__所给文本__:

______________________________

时间:2023-10-20 理论教育 版权反馈
【摘要】:从大众文化到文化工业法兰克福社会学研究院成立于1923年,其成员主要是在魏玛共和国学有所成的德国犹太哲学家。“大众文化”的源头可以追溯到19世纪末知识分子围绕新发现的现代社会展开的热烈讨论。大众文化不只被独裁者利用,它还一刻不停地轰炸个人的闲暇时间,影响人们的判断,让理智昏昏欲睡。

从大众文化到文化工业

法兰克福社会学研究院(Frankfurt Institut für Sozialforschung)成立于1923年,其成员主要是在魏玛共和国学有所成的德国犹太哲学家。由于受纳粹迫害,研究院被迫关闭,大多数成员于1933年移居日内瓦,又于1934年移民纽约。阿多尔诺是法兰克福学派当仁不让的掌门人,他和霍克海默共同决定了上个世纪40年代大众文化批评的总体走向。此处所说的“批评”,以及后来常用的“大众文化”[1](普遍被接收的它贬义的一面),专指一类具体的思潮。“大众文化”的源头可以追溯到19世纪末知识分子围绕新发现的现代社会展开的热烈讨论。弗洛伊德、勒蓬、斯宾格勒(Spengler)、奥尔特加·伊·加塞特、艾略特(T. S. Elliot)的著作将大众几乎等同于乌合之众。进步学者和保守学者的观点大体相似,都有怀旧色彩,敌视经济、文化领域的民主化现象,对所谓病态歧途纷纷予以谴责。所有这些,均以一种奇特的方式融入了批判理论的马克思主义思考。

______________________________

__提供材料__:

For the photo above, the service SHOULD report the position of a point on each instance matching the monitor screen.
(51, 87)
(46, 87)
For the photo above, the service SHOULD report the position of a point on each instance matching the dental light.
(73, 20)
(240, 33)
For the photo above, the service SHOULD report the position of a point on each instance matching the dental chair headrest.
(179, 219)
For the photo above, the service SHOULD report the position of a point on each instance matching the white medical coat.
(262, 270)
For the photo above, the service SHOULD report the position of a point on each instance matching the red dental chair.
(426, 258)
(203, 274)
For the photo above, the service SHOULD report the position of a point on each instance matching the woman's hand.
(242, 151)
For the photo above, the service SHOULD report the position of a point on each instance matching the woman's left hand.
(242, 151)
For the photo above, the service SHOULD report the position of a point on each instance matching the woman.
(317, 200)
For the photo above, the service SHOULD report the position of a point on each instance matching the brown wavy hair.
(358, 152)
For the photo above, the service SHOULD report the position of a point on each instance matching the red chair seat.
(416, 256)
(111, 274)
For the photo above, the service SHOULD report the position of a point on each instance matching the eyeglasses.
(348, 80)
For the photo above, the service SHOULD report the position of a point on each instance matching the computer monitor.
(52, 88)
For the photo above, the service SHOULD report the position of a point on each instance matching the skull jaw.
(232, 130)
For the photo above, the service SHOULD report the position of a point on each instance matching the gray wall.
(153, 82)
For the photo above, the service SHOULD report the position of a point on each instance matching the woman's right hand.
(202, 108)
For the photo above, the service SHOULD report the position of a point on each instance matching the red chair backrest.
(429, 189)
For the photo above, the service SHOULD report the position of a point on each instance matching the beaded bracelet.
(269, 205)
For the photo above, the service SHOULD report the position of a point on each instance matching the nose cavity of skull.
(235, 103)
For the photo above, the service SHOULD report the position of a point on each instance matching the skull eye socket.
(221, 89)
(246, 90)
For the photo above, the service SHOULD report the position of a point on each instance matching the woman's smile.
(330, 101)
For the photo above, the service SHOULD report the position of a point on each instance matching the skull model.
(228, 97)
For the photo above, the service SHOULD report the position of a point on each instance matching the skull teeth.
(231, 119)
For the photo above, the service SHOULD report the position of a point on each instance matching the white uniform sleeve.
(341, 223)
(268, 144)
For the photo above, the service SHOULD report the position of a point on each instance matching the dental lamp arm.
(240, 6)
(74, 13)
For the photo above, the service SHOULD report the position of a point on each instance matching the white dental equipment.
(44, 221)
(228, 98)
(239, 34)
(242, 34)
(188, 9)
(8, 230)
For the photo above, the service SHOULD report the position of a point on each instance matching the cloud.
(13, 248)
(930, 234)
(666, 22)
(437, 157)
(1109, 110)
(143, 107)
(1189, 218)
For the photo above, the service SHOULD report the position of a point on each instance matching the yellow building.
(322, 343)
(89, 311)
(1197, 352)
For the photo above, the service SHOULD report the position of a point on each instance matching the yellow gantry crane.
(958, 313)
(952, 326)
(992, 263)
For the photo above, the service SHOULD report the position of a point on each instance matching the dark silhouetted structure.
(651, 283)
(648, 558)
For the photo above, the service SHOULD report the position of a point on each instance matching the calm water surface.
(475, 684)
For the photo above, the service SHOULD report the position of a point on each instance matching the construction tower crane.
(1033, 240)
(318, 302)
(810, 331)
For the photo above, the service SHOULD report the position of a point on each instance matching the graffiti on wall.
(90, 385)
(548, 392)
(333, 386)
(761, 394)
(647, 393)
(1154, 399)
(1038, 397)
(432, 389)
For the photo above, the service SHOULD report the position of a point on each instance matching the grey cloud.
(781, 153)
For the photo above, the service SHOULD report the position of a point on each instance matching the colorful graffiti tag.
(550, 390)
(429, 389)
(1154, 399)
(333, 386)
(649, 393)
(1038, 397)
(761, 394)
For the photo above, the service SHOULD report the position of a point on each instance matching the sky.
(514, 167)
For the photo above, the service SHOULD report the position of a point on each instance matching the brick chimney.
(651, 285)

______________________________

__任务要求__:
(1) 找出所给文本中著作被说成几乎把大众等同于乌合之众的全部作者,逐一列出。
(2) 请照录所给文本中自“时间:2023-10-20 理论教育 版权反馈”起、一直到“人们的判断,让理智昏昏欲睡。”为止的那一段。

__各题答案__:
(1) 弗洛伊德、勒蓬、斯宾格勒(Spengler)、奥尔特加·伊·加塞特、艾略特(T. S. Elliot)

(2)
时间:2023-10-20 理论教育 版权反馈
【摘要】:从大众文化到文化工业法兰克福社会学研究院成立于1923年,其成员主要是在魏玛共和国学有所成的德国犹太哲学家。“大众文化”的源头可以追溯到19世纪末知识分子围绕新发现的现代社会展开的热烈讨论。大众文化不只被独裁者利用,它还一刻不停地轰炸个人的闲暇时间,影响人们的判断,让理智昏昏欲睡。